Supplied text =>
○ ○ ○

Different perspectives in The Dirties. |
Finally making its way to the UK after winning awards at the Slamdance (Best Narrative Feature Winner), Vancouver and Toronto film festivals and earning the support of Clerks director Kevin Smith in the process, Matt Johnson’s debut feature The Dirties grapples with tragic subject matter that comes ripped straight from the headlines. Employing a mock-documentary approach, Johnson’s film (co-written with Evan Morgan and from a story by Josh Boles), focuses on two school friends and movie addicts, Matt and Owen, who are the targets of regular and vicious bullying from the school jocks grudgingly referred to as ‘The Dirties’ by the long-suffering duo. Matt and Owen, when we first meet them, have arranged to be followed by a camera team with the intention of documenting their attempt to put together their home-made revenge movie for a school project. Titled The Dirties, their DIY no-budget submission to their class is a revenge splatterfest that pays homage to their love of action and sci-fi movies. The plot, for what it is, sees the pair play exaggerated, gun-packing alter egos of themselves who effortlessly demolish their school nemeses with a hail of bullets, knives, and movie catchphrases.
The Dirties poster |
However, when their presentation to class is over, Matt has the camera team stick around and record the production of his next epic home-made movie, one which increasingly begins to take on the shape of a dark obsession as opposed to the earlier lighthearted homage. Though Owen initially laughs it off, Matt’s intention appears to be to film The Dirties again; but for real this time. As in real guns and real casualties. But it will be okay, Matt says repeatedly, because just as in his favourite movies where the good guys always win, their film’s avengers would not be Columbine-style crazies but would only go ‘for the bad guys’. As Matt grows visibly more intense about his plan, questions begin to nag away at both Owen and the viewer. Is this just an attempt to push an idea right up to the edge of execution so as to provoke? Or, as we see Owen start to suspect, has Mat started to lose sight of the borders of reality in this grand attempt to shape his own destiny and have his revenge?
Owen Van Spall: How and why did you settle on this controversial subject matter for your debut film, and why then take the mock-doc approach?
Matt Johnson: Well, the idea was to make a fake documentary. We were really inspired by a Belgian film called Man Bites Dog, which is an insanely impressive first feature, so far ahead of its time it's ridiculous. It is a fake documentary about a guy who goes around Brussels in Belgium basically killing people. And that was huge inspiration for me and Josh Boles, along with the Orson Welles film F For Fake. We were just compelled to do something in that same style - it's all a lie, but it's also all real. I wanted to play myself, I wanted everyone around me to be real, I wanted it to feel like a real situation whilst doing something so dark you almost couldn't believe it was real at the same time. I find Man Bites Dog quite comedic, whereas I think we were trying to keep our film more like a real documentary.
Why found footage? I think it's not entirely a correct distinction. Really, here what we are trying to do is show you the kind of footage that would be shot by a kid. That is different from found footage, as the conceit with found footage is that it is something found accidentally and put together by the government or something. That is not what happened here. Matt shot this movie with the intention of making an actual film, and the intention of people seeing it.

○ ○ ○

Data lines =>
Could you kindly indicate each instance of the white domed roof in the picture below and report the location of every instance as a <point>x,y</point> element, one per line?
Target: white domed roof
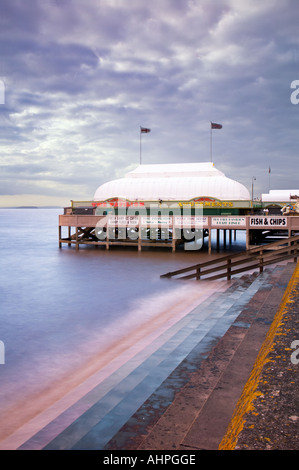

○ ○ ○

Exercise aim => In the interview about The Dirties, rewrite the passage between "Matt Johnson: Well, the" and "a real documentary.", inclusive, changing "fake documentary" to "mock documentary".

The response =>
Matt Johnson: Well, the idea was to make a mock documentary. We were really inspired by a Belgian film called Man Bites Dog, which is an insanely impressive first feature, so far ahead of its time it's ridiculous. It is a mock documentary about a guy who goes around Brussels in Belgium basically killing people. And that was huge inspiration for me and Josh Boles, along with the Orson Welles film F For Fake. We were just compelled to do something in that same style - it's all a lie, but it's also all real. I wanted to play myself, I wanted everyone around me to be real, I wanted it to feel like a real situation whilst doing something so dark you almost couldn't believe it was real at the same time. I find Man Bites Dog quite comedic, whereas I think we were trying to keep our film more like a real documentary.